## Exercise directions
Summarize the passage on AI economics in three sentences.
═══ Page
Here's what this means in practice: if the cost of trying drops by 95%, the rational move is to try 20 times instead of once.
Venture capitalists understood this decades ago. They don't bet on one company. They bet on 30. They know 25 will die. They don't care. The 5 survivors pay for the 25 casualties and then some. This is portfolio theory, and for the first time in history, individual entrepreneurs can operate with portfolio logic instead of single-bet desperation.
I call this the Scumbag Playbook—because the strategy is identical to how a scumbag operates in dating. Don't commit. Don't invest emotionally. Play the numbers. Message 50 people, go on 20 first dates, see what sticks. The ones that don't? Zero cost. The one that does? Jackpot.
This is how you should treat AI.
Your digital workers are not your "team." They're not your "colleagues." They're not people. They're financial line items. You can spin up 20 experiments, staff each with a digital crew, and if 19 fail, you delete them. No severance. No morale damage. No Glassdoor reviews. The 20th experiment that works pays for the other 19 and funds the next 40.
In the game Shogun: Total War, there are two ways to play. You can upgrade your armies meticulously—better armor, better weapons, careful tactical positioning. Or you can play the "infinite zerg" strategy: spam cheap, disposable units, overwhelm the map, accept massive losses as long as you're capturing territory faster than you're burning resources. My roommate in university played the zerg. He unified the map in half the time I did.
That is the AI era. The "ethical" constraints that applied to human teams—don't overwork people, don't fire them capriciously, don't treat them as disposable—don't apply to digital workers. They're not sentient. They're not suffering. They're a cost center you can scale up or down with a API call. The companies that internalize this fastest will win. The ones that keep treating AI like a "collaborative partner" with "rights" and "dignity" will lose to the ones treating it like compute cycles with a chat interface.
This isn't about being cruel. It's about recognizing that the unit economics of AI favor volume over perfection. If your cost per experiment drops below your expected value per experiment, you should be running as many experiments as your cognition can manage. Not one. Not three. Twenty. Fifty. However many you can orchestrate without losing strategic coherence.
The Energy Industry Trap
But here's the catch—one that most AI cheerleaders miss entirely.
If AI is an energy industry, not a media industry, then the long-term economics look very different. An energy industry requires continuous investment. You don't "build the power plant and coast." You maintain, you upgrade, you expand capacity. And if demand grows faster than efficiency gains, prices rise.
We're already seeing this. The cost of training frontier models has increased 1,000x in three years. The cost of inference is falling, but the cost of the best inference is rising. Companies are spending billions on data centers. The resource competition for GPUs, electricity, and rare earth minerals is intensifying. This isn't a software business. It's a heavy industry with commodity inputs.
══════
═══ Raw data
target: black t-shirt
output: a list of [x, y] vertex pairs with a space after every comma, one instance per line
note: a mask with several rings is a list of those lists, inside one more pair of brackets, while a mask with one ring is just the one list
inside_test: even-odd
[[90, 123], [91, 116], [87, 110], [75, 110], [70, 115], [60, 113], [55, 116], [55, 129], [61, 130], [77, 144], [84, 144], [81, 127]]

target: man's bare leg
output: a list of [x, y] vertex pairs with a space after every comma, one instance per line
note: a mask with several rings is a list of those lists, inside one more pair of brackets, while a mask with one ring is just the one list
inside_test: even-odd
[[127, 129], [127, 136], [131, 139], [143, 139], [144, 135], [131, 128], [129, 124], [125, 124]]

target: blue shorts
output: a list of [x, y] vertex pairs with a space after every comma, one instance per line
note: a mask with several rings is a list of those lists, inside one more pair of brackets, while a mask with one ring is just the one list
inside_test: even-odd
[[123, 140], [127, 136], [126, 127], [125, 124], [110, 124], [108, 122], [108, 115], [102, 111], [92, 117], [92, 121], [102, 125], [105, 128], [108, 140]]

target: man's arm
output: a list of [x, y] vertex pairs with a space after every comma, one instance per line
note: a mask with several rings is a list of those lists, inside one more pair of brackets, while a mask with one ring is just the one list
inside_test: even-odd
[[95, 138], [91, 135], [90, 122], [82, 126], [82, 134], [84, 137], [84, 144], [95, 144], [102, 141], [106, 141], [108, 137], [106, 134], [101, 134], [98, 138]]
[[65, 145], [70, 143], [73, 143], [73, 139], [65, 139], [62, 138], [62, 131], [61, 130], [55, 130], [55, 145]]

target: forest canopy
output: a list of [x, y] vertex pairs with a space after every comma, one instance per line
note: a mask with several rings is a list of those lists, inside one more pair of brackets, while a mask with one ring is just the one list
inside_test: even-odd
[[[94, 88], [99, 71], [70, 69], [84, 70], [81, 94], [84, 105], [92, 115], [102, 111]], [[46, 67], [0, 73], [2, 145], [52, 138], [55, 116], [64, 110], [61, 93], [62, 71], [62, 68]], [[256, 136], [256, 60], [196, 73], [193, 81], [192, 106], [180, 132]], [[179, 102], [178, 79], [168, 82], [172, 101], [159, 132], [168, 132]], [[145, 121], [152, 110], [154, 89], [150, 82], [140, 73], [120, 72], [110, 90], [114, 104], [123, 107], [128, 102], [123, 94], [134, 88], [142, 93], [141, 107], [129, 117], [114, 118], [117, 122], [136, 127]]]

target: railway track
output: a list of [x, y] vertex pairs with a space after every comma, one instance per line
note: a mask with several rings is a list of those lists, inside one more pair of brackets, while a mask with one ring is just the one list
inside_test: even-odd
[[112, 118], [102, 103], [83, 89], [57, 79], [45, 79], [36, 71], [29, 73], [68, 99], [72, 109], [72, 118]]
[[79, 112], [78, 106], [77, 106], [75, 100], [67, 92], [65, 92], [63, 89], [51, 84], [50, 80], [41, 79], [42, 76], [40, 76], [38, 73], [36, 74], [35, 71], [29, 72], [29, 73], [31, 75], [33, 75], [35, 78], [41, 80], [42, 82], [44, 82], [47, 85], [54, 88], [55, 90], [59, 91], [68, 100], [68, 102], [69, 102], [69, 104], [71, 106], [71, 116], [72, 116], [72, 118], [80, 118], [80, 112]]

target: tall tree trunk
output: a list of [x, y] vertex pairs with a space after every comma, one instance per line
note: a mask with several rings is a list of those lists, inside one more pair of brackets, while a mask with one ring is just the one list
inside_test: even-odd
══════
## Final result
The passage argues that when the cost of trying drops sharply, individual entrepreneurs can use the portfolio logic of venture capitalists, placing many bets so that a few survivors pay for the failures. It urges treating AI workers as financial line items rather than a team and running as many experiments as one can manage, because the unit economics of AI favor volume over perfection. It also warns that AI behaves like an energy industry that requires continuous investment, since training frontier models now costs 1,000 times more than three years ago and competition for GPUs, electricity, and rare earth minerals is intensifying.